══ TEXTE ÉTUDIÉ ══

Lignes 8 et 9 : indiquez toujours "check_policy_service" APRÈS "reject_unauth_destination" sinon votre système peut devenir un relais ouvert.
Les sockets UNIX Solaris ne sont pas fiables. Utilisez plutôt des sockets TCP :
1 /etc/postfix/master.cf: 2 127.0.0.1:9998 inet n n n - - spawn 3 user=nobody argv=/some/where/policy-server 4 5 /etc/postfix/main.cf: 6 smtpd_recipient_restrictions = 7 ... 8 reject_unauth_destination 9 check_policy_service inet:127.0.0.1:9998 10 ... 11 127.0.0.1:9998_time_limit = 3600
Les autres paramètres de configuration qui contrôlent le coté client du protocole de délégation de politique sont :
smtpd_policy_service_max_idle (défaut: 300s) : le temps au bout duquel le serveur SMTP ferme une connexion inutilisée sur le serveur délégataire.
smtpd_policy_service_max_ttl (défaut: 1000s) : le temps minimum avant que le serveur SMTP de Postfix ne ferme une connexion active au serveur délégataire.
smtpd_policy_service_timeout (défaut: 100s) : le temps limite pour se connecter, envoyer ou recevoir d'un serveur délégataire.
Les listes grises sont une défense contre les courriers publicitaires non sollicités décrite à l'adresse http://www.greylisting.org/. Cette idée a été discutée sue la liste de diffusion postfix-users un an avant qu'elle ne soit popularisée.
Le fichier exemples/smtpd-policy/greylist.pl des sources de Postfix implémente un serveur simple de politique de liste grise. Il enregistre une marque de temps pour chaque tuple (client, expéditeur, destinataire). Par défaut, le message n'est accepté que si la marque de temps a plus de 60 secondes. Ceci arrête le pourriel venant d'adresses aléatoires et les messages envoyés et celui envoyé par un proxy ouvert sélectionné aléatoirement, ainsi que celui envoyé par des spammers qui changent leur adresse fréquemment.

═══
══ DONNÉES ENREGISTRÉES ══

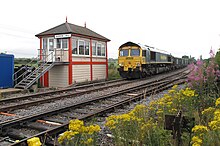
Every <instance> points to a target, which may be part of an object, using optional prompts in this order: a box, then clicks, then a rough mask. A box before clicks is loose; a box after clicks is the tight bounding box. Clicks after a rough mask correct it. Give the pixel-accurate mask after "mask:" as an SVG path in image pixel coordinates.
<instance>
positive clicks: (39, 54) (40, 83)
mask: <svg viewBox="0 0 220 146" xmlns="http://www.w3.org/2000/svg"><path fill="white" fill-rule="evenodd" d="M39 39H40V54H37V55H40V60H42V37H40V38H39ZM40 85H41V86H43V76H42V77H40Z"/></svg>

═══

SÉRIE DE CONSIGNES:
(1) Dans le texte sur Postfix, quelle est la valeur par défaut de smtpd_policy_service_timeout ?
(2) Imprimez le passage du texte sur Postfix qui va de "Le fichier exemples/smtpd-policy/greylist.pl" jusqu'à "leur adresse fréquemment." inclus.
(3) Poursuivez le texte sur Postfix après sa dernière phrase.
Le matériel fourni n'a aucun rapport avec le texte sur Postfix.

ENSEMBLE DES RÉPONSES:
(1) 100 secondes (100s).

(2)
Le fichier exemples/smtpd-policy/greylist.pl des sources de Postfix implémente un serveur simple de politique de liste grise. Il enregistre une marque de temps pour chaque tuple (client, expéditeur, destinataire). Par défaut, le message n'est accepté que si la marque de temps a plus de 60 secondes. Ceci arrête le pourriel venant d'adresses aléatoires et les messages envoyés et celui envoyé par un proxy ouvert sélectionné aléatoirement, ainsi que celui envoyé par des spammers qui changent leur adresse fréquemment.

(3)
Copiez exemples/smtpd-policy/greylist.pl dans le répertoire /usr/libexec/postfix ou un autre emplacement plus approprié à votre système.
Vous devez indiquer la l'emplacement du fichier de base de données de la liste grise dans le fichier greylist.pl, et combien de temps les messages doivent être retardés avant d'être acceptés. Les valeurs par défaut sont :
$database_name="/var/mta/greylist.db"; $greylist_delay=60;
Le répertoire /var/mta (ou celui que cous choisirez) doivent avoir les droits en écriture pour "nobody" ou pour l'utilisateur utilsé dans le fichier master.cf pour le service de politique.
Exemple :
# mkdir /var/mta # chown nobody /var/mta
Note: ne créez PAS la base de données de la liste grise dans un répertoire positionné en écriture pour tout le monde tell /tmp ou /var/tmp et ne la créez PAS dans un système de fichiers susceptible d'être saturé. Postfix peut survivre dans des conditions de saturation de file d'attente ou de stockage des boîtes-aux-lettres mais pas avec une base corrompue. Dans ce dernier cas vous ne recevrez du courrier que lorsque vous aurez effacé ce fichier à la main.
Le script Perl greylist.pl peut être lancé sous le contrôle du démon master.cf. Par exemple pour le lancer sous le compte "nobody" en utilisant une socket UNIX accessible à Postfix, inscrivez simplement :
1 /etc/postfix/master.cf: 2 policy unix - n n - - spawn 3 user=nobody argv=/usr/bin/perl /usr/libexec/postfix/greylist.pl 4 5 /etc/postfix/main.cf: 6 policy_time_limit = 3600
Notes :
Ligne 3 : utilisez "greylist.pl -v" pour avoir des logs plus bavards pour chaque requête ou réponse.
Lignes 2 et 6 : le démon spawn(8) de Postfix tue par défaut tous les processus après 1000 secondes. C'est trop court pour un démon de politique qui doit fonctionner aussi longtemps qu'un client est connecté à un processus du serveur SMTP. Cette limite peut être outrepassée en renseignant le paramètre "policy_time_limit" du fichier main.cf. Le nom du paramètre est le nom de l'entrée dans le fichier master.cf ("policy") accolée au suffixe "_time_limit".
Sur Solaris vous devez utiliser des sockets TCP au lieu des sockets UNIX comme indiqué au paragraphe "Policy client/server configuration" ci-dessus.
1 /etc/postfix/master.cf: 2 127.0.0.1:9998 inet n n n - - spawn 3 user=nobody argv=/usr/bin/perl /usr/libexec/postfix/greylist.pl 4 5 /etc/postfix/main.cf: 6 127.0.0.1:9998_time_limit = 3600
Pour appeler ce service, vous devez indiquer "check_policy_service inet:127.0.0.1:9998".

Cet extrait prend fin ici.